_Set exercise A_
In the excerpted text on onboarding IoT devices, which components are arranged at the routing layer?
_Set exercise B_
Extend the excerpted text on onboarding and authenticating IoT devices through a trusted device, starting after its last sentence.

-- START Excerpted text --

FIG. 14 is a flow diagram illustrating registration of the trusted device 300 at the onboarding server 200, according to an embodiment. In an embodiment, the onboarding server 200 includes a destination cloud and a proxy cloud. The destination cloud includes a chaser with staging, Acceptance, Production, and a find my mobile (FMM) cloud with staging, PRODs. The proxy cloud includes the OCF connection 21, the helper data router 32, and a hub server. The onboarded device such as a smart TV that wishes to operate as the trusted device obtains the HDR token from the OCF connection 21. Also, a hub that want to operate as the trusted device obtains the HDR token from the hub server. The OCF connection 21 and the hub server communicates with the helper data router 32 for allowing the onboarded device or the hub to operate as the trusted device. The helper data router 32 also receives data from the onboarded device. The helper data router 32 communicates with the chaser and the FMM cloud. The onboarded device, the hub, OCF connection 21 and the hub server are arranged at an authentication layer that leverages current authentication. The helper data router 32, the chaser, and the FMM cloud are arranged at a routing layer that do parsing and routing. The chaser, and the FMM cloud are arranged at a processing layer that do validation and storing.
FIG. 15 is a flow diagram illustrating authentication of the IoT device 100 at the trusted device 300, according to an embodiment. In an embodiment, the onboarding server 200 includes a policy server 34, the friendly web server 210A, and the device identity 23. At 1501, a friendly web endpoint stack 35 of the IoT device 100 sends the BLE advertisement (i.e. Client Hello includes client_serial_hash) to the friendly web helper stack 36 of the trusted device 300. At 1502, the friendly web helper stack 36 sends a friendly web access request includes the client_serial_hash to the friendly web server 210A. At 1503A, the friendly web server 210A get IoT device's public key using the client_serial_hash from the from the device identity 23. At 1503B, the device identity 23 generates a server public key and a server private key. At 1503C, the device identity 23 generate a shared key using ECDH, and shares to the friendly web server 210A.
At 1504, the friendly web server 210A sends a friendly Server challenge includes the server public key, a challenge server, and a nonce. At 1505, the friendly web helper stack 36 sends a BLE server challenge includes the server public key, and the challenge, and the nonce to the friendly web endpoint stack 35. At 1506, the friendly web endpoint stack 35 generates the shared key using the ECDH. At 1507, the friendly web endpoint stack 35 sends a BLE client response includes challenge_response to the friendly web helper stack 36. At 1508, the friendly web helper stack 36 sends a friendly web client response includes a challenge response to the friendly web server 210A. At 1509-1510, the friendly web server 210A authenticates the policy server 34, and sends a friendly web access response includes the client_serial_hash and a helper confirmation to the friendly web helper stack 36.

-- END Excerpted text --
-- START Stored records --

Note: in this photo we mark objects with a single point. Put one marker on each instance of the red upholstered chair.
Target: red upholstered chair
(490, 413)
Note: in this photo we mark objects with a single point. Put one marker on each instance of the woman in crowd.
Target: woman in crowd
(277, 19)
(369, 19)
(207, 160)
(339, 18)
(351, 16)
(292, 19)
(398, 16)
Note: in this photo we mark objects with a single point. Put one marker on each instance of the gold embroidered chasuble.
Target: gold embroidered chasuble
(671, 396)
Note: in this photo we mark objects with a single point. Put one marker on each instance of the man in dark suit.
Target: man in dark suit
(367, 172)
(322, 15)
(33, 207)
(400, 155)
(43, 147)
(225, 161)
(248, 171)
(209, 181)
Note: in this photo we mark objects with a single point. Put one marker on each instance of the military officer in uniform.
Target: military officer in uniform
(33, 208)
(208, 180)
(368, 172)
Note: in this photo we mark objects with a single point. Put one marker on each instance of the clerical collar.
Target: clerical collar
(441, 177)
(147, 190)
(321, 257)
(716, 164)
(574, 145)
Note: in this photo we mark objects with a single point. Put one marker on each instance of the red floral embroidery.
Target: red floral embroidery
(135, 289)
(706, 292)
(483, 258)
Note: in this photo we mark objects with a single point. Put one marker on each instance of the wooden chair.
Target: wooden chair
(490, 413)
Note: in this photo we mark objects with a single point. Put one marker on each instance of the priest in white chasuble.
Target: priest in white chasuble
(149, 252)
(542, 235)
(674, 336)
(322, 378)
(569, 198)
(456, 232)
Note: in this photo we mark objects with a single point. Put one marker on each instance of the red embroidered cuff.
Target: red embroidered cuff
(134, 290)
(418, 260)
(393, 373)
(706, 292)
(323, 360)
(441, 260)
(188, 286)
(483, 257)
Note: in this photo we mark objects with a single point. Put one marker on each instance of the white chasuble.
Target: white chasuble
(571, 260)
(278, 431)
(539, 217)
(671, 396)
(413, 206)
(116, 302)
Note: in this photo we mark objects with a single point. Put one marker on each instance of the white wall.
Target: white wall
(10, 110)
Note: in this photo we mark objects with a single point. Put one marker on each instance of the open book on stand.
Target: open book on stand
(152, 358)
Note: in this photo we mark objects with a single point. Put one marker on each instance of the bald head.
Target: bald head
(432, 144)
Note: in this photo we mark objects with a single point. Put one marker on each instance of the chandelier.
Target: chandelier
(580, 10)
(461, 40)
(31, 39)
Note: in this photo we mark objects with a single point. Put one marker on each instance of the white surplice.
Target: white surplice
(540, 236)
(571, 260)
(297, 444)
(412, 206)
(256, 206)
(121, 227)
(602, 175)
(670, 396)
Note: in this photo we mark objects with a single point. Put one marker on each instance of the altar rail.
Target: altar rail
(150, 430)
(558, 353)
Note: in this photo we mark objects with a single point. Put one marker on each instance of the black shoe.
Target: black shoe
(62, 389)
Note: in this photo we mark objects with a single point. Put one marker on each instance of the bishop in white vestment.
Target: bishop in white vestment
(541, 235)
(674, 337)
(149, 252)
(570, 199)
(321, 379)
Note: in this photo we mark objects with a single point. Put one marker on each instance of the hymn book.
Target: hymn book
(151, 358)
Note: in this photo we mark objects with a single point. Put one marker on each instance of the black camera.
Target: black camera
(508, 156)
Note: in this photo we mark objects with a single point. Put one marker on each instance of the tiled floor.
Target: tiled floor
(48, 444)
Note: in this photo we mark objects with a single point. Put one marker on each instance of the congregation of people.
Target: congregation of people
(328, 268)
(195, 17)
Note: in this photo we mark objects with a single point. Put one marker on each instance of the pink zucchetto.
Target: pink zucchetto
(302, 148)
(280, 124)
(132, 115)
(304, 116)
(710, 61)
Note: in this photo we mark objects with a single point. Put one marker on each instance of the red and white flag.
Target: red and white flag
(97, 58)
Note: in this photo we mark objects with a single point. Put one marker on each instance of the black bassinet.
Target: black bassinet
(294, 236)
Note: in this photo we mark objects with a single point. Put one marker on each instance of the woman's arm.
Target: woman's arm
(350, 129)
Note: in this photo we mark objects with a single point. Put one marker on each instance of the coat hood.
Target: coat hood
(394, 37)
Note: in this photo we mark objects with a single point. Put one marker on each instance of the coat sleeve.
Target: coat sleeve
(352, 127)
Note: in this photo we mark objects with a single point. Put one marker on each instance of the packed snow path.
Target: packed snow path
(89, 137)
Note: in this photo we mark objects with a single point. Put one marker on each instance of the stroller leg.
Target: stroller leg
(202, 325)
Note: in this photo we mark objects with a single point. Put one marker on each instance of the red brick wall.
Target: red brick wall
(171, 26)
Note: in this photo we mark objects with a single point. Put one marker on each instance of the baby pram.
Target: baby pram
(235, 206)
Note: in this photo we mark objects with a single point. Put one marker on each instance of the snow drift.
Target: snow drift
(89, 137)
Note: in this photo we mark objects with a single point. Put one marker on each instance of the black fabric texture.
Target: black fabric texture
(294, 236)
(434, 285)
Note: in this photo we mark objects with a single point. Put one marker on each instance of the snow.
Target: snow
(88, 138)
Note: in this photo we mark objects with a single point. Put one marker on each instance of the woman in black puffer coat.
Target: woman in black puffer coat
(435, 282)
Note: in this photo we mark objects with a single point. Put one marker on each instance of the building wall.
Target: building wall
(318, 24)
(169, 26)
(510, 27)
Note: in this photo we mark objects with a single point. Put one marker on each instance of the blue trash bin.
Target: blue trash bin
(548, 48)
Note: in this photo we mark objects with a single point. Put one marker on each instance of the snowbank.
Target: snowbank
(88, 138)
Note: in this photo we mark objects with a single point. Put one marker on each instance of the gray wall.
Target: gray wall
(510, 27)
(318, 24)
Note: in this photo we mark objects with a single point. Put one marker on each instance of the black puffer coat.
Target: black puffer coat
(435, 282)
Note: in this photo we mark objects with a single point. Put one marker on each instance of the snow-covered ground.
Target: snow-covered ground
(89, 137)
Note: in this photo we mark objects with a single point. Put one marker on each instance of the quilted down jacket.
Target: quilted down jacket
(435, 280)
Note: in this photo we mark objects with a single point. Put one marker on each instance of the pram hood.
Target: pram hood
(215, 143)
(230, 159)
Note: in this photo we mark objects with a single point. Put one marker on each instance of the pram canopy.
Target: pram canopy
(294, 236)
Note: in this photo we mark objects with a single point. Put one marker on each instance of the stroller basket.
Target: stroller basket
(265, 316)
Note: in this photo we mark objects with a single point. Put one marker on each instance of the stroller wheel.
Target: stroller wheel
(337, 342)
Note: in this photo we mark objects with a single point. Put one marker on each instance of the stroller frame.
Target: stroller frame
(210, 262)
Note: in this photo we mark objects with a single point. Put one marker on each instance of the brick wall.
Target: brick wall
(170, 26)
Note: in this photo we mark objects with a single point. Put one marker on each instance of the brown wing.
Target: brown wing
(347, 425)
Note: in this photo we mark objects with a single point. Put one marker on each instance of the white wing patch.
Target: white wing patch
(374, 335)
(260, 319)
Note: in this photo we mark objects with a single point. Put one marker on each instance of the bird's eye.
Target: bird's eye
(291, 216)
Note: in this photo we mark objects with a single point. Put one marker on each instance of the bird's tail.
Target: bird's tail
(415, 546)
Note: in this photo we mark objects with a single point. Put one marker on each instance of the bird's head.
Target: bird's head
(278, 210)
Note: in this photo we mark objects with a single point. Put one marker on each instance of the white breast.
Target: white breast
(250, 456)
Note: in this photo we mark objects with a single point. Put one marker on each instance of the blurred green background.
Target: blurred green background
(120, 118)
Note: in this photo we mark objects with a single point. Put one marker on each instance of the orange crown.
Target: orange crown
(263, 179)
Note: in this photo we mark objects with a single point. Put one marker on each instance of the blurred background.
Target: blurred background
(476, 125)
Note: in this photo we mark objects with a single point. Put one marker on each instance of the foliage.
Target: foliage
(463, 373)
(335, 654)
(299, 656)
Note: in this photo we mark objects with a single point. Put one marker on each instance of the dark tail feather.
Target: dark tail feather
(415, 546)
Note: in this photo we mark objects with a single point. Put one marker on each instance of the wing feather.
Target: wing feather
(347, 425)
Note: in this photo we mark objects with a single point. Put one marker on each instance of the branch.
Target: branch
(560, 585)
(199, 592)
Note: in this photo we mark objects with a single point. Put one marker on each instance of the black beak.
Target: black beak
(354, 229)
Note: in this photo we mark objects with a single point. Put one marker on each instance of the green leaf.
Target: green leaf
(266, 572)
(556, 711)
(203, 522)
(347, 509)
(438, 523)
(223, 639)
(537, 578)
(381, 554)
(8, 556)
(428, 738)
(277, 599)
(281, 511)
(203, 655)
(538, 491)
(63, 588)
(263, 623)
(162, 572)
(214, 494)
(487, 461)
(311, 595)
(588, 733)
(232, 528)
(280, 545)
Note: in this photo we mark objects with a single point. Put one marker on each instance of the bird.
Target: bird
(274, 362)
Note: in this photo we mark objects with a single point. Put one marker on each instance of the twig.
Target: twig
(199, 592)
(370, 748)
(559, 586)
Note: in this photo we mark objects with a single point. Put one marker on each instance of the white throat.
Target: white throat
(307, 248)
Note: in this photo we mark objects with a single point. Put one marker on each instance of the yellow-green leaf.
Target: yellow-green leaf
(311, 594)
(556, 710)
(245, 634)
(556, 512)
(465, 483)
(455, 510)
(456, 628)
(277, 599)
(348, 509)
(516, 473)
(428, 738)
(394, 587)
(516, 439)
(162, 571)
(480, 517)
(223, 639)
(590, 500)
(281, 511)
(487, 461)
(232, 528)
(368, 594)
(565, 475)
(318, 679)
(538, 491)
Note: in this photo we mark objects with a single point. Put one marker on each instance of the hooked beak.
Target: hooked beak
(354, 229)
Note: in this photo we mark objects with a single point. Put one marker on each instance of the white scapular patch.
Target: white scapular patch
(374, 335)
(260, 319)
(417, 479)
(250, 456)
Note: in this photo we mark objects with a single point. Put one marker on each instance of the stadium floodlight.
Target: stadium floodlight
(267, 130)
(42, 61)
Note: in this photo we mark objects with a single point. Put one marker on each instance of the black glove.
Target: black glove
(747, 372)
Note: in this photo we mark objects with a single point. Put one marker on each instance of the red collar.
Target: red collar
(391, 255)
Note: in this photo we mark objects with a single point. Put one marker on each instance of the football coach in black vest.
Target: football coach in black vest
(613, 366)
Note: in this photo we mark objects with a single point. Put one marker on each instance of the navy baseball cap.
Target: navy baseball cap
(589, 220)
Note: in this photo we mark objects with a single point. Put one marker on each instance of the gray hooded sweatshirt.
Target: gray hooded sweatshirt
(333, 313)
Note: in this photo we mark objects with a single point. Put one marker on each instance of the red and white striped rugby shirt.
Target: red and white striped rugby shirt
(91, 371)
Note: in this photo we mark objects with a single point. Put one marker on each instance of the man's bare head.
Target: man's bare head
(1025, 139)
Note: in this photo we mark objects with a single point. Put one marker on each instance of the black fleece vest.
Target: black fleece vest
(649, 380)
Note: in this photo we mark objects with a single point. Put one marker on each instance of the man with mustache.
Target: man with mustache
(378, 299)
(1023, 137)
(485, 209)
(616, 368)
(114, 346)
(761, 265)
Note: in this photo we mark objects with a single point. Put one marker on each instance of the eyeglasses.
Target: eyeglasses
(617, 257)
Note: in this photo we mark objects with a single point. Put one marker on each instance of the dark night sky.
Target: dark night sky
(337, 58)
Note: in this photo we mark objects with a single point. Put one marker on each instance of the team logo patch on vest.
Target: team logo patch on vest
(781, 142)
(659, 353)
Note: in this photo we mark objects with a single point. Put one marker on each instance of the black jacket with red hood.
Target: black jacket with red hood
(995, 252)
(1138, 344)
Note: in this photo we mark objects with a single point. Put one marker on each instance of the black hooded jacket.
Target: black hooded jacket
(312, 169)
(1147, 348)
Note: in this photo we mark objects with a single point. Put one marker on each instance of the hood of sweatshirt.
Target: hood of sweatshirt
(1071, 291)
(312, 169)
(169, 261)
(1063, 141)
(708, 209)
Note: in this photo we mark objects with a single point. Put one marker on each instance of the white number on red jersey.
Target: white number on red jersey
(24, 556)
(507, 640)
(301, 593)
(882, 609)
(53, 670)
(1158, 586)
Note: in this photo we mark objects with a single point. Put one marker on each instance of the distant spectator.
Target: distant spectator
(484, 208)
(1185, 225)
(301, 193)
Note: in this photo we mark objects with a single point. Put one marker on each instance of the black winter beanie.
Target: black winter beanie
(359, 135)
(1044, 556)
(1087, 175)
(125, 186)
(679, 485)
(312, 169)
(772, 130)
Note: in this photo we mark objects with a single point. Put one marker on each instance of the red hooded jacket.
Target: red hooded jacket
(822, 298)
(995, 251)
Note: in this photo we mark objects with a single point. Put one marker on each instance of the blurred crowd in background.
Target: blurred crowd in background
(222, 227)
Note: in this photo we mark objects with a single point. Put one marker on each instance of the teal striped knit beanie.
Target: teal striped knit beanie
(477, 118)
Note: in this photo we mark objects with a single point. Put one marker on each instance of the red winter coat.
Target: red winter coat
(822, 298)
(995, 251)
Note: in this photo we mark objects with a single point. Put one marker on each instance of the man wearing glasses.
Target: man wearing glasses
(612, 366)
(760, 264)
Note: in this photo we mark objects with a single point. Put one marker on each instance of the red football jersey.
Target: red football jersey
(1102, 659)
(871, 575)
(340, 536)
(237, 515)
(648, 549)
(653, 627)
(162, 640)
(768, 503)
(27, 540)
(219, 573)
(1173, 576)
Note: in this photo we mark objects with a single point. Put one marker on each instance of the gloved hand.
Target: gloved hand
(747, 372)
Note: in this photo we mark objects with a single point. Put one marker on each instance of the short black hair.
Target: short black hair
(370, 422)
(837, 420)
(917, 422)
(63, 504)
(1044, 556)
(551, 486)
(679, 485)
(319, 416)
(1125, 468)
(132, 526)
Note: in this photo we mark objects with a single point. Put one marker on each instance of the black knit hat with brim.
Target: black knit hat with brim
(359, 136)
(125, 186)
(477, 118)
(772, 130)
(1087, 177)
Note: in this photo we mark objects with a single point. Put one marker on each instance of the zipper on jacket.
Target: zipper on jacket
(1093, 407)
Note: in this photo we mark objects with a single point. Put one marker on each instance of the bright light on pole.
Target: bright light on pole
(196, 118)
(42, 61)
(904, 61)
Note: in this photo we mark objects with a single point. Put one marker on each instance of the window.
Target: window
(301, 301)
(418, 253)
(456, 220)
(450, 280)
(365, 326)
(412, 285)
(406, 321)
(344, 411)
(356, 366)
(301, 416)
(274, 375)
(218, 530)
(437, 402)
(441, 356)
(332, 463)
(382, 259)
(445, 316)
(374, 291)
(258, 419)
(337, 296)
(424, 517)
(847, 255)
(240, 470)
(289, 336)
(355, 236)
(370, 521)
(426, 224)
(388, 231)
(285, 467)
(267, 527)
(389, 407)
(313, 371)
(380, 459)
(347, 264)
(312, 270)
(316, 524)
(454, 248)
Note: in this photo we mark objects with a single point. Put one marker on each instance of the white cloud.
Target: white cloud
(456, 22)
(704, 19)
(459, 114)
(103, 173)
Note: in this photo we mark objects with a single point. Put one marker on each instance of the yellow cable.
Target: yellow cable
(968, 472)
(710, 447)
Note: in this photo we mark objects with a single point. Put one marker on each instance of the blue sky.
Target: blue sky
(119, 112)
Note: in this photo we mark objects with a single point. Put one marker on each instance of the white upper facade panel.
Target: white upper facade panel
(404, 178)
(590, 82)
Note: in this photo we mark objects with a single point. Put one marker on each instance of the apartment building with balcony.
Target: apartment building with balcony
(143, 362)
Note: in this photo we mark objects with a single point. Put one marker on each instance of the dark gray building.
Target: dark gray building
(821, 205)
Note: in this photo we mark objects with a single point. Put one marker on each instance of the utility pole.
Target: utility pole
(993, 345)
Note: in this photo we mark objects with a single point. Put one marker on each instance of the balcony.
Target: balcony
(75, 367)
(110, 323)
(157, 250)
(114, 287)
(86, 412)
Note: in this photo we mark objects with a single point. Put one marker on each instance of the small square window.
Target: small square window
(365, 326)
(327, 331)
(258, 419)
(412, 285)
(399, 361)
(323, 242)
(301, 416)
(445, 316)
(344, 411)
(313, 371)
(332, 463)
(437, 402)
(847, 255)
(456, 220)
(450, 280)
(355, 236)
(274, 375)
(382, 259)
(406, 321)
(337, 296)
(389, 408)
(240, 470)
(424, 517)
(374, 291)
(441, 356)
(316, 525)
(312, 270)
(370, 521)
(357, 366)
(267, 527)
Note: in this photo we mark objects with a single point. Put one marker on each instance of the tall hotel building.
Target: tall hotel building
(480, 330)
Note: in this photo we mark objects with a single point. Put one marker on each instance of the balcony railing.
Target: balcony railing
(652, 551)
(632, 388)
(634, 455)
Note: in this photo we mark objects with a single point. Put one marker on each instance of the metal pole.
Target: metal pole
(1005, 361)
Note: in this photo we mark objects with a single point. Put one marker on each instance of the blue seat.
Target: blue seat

-- END Stored records --

_Reply A_
The helper data router 32, the chaser, and the FMM cloud.

_Reply B_
At 1511, the friendly web helper stack 36 configures the Wi-Fi AP 400. At 1512A, the friendly web helper stack 36 sends a friendly web helper request includes the client_hash _serial, and the AP's security credential to the friendly web server 210A. At 1512B, the device identity 23 encrypts the AP's security credential using the shared key, and shares the encrypted AP's security credential to the friendly web server 210A. At 1512C, the friendly web server 210A sends a friendly web helper response includes the encrypted AP's security credential to the friendly web helper stack 36. At 1513, the friendly web helper stack 36 sends a BLE server response includes the encrypted AP's security credential to the friendly web endpoint stack 35. At 1514, the friendly web helper stack 36 connects to the AP 400 based on the encrypted AP's security credential.
FIG. 16 is a flow diagram illustrating authorization of the onboarding server 200, according to an embodiment. In an embodiment, the onboarding server 200 includes the policy server 34, the friendly web server 210A, the policy validator 210B, the device authenticator 210C, and configurations 35, where the configurations 35 defines maximum bandwidth, maximum devices connections, and a data limit. The policy validator 210B contains number of device connections, and data utilized per saguid. The device authenticator 210C performs user device mapping and contains information of registered helper nodes.
At 1601, upon receiving the BLE advertisement (e.g., Client Hello includes client_serial_hash) from the IoT device 100, the friendly web helper stack 36 of the trusted device 300 sends the friendly web access request includes the client_serial_hash to the friendly web server 210A. At 1602, the friendly web server 210A successfully handshakes with the friendly web helper stack 36. At 1603, the friendly web helper stack 36 checks for the policy with the friendly web server 210A by checking whether a client serial number is true or false. At 1604, the friendly web server 210A authorizes the IoT device 100 with the policy server 34 for checking the policy. At 1604, the policy server 34 gets the configurations 35, data per user from the policy validator 210B, and user devices information from the device authenticator 210C for authorizing the IoT device 100.
The embodiments of the disclosure may be implemented using at least one hardware device and performing network management functions to control the elements.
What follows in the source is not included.